[EXERCISE GOAL] In the material below, find all lines with the string "surface" and copy them.

[DATA EXCERPTS]
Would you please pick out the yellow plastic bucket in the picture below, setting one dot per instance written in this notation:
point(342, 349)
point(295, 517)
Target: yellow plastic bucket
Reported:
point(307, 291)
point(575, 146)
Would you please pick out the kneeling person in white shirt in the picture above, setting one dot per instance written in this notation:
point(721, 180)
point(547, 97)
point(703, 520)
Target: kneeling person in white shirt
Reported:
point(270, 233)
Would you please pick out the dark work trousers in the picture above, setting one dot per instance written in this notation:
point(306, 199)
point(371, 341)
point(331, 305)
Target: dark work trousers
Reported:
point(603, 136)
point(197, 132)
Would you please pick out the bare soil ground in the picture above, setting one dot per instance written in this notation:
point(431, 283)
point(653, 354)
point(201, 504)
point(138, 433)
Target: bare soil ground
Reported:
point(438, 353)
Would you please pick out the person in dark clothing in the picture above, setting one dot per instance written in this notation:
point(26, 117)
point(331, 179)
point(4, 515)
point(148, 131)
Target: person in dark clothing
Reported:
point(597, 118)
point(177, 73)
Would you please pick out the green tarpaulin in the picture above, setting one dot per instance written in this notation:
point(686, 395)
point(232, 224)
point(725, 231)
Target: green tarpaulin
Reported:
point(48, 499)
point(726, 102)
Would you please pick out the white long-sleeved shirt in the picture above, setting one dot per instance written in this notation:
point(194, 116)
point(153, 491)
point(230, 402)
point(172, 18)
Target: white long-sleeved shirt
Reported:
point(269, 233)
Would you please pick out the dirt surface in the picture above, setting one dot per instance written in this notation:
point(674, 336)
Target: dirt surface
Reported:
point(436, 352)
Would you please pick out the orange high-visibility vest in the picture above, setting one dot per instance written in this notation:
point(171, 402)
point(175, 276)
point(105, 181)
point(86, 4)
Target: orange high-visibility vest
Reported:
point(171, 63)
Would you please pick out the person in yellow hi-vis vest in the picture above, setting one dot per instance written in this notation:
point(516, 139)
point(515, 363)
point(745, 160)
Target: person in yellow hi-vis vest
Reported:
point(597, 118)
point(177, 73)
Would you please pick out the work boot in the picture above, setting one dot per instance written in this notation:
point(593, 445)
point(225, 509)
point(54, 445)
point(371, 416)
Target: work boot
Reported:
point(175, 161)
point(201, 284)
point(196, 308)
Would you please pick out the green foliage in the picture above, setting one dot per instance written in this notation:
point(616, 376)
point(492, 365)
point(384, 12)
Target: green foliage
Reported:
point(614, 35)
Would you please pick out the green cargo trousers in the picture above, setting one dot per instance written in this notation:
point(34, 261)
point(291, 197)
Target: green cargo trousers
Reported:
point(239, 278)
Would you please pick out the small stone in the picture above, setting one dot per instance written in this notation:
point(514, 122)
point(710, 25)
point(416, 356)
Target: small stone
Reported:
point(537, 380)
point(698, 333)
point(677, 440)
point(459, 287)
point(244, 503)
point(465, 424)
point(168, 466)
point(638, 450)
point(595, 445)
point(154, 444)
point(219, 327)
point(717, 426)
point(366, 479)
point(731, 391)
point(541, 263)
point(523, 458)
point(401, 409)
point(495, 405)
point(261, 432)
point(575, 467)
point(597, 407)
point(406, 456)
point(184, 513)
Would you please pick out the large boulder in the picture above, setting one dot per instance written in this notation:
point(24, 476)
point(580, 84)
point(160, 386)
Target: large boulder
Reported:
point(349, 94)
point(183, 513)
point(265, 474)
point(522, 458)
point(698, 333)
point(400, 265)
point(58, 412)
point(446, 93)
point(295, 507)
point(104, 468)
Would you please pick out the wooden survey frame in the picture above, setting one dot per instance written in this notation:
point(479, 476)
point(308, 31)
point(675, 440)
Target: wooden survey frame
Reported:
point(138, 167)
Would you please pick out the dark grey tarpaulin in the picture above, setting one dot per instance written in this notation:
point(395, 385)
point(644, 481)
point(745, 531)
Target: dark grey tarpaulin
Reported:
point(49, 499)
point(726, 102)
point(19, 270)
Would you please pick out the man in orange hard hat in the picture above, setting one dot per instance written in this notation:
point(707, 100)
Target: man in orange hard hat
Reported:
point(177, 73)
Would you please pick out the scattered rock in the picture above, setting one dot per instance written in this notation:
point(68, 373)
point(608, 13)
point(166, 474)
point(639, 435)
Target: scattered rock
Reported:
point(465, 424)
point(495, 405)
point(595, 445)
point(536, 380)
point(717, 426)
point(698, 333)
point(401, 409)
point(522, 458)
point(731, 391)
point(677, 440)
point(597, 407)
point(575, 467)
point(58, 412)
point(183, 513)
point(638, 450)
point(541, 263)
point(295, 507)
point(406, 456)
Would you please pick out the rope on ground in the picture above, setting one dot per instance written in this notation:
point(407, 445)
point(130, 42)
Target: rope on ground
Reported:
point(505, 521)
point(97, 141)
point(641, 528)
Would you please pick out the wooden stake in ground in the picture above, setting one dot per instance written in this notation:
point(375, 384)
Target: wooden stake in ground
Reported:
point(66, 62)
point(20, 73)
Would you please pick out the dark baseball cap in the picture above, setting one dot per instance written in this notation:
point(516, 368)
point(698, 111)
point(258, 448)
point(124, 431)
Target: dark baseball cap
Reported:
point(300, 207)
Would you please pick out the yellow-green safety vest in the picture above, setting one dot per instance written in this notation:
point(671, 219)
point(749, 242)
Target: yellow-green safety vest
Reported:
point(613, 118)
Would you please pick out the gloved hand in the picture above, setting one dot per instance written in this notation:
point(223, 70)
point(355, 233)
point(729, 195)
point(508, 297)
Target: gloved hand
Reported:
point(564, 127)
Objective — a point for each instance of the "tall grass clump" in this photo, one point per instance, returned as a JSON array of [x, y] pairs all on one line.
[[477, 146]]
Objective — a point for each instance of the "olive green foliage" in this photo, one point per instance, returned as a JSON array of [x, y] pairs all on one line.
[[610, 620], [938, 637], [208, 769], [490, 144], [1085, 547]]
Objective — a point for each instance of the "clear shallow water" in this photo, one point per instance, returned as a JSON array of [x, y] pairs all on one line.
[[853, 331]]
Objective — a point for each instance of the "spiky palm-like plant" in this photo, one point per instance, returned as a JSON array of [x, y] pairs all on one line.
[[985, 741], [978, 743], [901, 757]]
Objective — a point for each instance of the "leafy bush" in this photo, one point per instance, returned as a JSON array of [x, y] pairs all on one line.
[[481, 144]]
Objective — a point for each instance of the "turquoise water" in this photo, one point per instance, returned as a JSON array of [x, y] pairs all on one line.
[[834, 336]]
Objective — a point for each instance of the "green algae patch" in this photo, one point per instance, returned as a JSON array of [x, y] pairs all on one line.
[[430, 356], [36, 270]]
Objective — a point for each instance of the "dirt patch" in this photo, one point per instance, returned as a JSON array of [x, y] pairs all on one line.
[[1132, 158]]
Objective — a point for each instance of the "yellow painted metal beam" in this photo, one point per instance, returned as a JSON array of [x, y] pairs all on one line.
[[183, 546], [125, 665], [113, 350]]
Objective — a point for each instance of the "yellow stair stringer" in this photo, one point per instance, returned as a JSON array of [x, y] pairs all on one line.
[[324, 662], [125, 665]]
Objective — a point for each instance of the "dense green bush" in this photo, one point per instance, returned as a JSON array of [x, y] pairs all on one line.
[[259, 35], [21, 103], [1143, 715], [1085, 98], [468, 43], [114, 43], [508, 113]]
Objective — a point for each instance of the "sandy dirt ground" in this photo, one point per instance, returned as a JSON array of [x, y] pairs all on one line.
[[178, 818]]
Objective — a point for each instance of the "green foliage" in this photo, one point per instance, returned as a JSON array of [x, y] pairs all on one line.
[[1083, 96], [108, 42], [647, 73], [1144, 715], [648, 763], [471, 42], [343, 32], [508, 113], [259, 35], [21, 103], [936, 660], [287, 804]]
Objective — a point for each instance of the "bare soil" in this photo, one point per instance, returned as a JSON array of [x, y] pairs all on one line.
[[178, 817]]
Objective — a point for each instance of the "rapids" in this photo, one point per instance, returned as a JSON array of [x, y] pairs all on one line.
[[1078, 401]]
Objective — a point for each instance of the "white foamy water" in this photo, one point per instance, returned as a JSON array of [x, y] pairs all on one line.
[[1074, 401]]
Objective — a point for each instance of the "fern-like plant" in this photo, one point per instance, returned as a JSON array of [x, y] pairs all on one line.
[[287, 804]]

[TASK RESPONSE]
Would you please pick out the dirt surface in the picture above, setting one dot per instance written in this notation:
Target: dirt surface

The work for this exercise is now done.